Listed entries →
# # # #

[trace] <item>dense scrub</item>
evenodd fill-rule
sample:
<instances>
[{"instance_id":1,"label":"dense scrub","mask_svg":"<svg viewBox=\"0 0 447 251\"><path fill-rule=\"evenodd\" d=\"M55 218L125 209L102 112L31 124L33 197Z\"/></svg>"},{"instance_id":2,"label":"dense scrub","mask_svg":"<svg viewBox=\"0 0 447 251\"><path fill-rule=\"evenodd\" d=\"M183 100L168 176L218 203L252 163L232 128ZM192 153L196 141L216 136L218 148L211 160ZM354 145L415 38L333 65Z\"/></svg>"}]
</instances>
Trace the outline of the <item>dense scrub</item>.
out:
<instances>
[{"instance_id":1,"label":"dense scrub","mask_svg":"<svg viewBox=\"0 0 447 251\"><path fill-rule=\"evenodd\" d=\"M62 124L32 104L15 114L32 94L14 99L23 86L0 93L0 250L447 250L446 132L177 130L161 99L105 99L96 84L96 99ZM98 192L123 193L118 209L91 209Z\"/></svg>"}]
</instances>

# # # #

Exercise directions →
Can you update these lines so that every "outline" is replaced with "boundary" and all else stays the same?

Full output →
[trace] <item>dense scrub</item>
evenodd fill-rule
sample:
<instances>
[{"instance_id":1,"label":"dense scrub","mask_svg":"<svg viewBox=\"0 0 447 251\"><path fill-rule=\"evenodd\" d=\"M55 218L125 209L102 112L31 124L33 197Z\"/></svg>"},{"instance_id":2,"label":"dense scrub","mask_svg":"<svg viewBox=\"0 0 447 251\"><path fill-rule=\"evenodd\" d=\"M183 100L168 176L218 203L252 163L232 128ZM192 153L196 141L216 136L218 148L211 160ZM354 145L415 38L333 65Z\"/></svg>"}]
</instances>
Trace the boundary of the <item>dense scrub</item>.
out:
<instances>
[{"instance_id":1,"label":"dense scrub","mask_svg":"<svg viewBox=\"0 0 447 251\"><path fill-rule=\"evenodd\" d=\"M62 124L32 104L15 114L32 94L14 99L23 86L0 93L0 250L447 250L446 132L177 130L161 99L105 99L96 84L96 99ZM98 192L123 193L118 209L91 209Z\"/></svg>"}]
</instances>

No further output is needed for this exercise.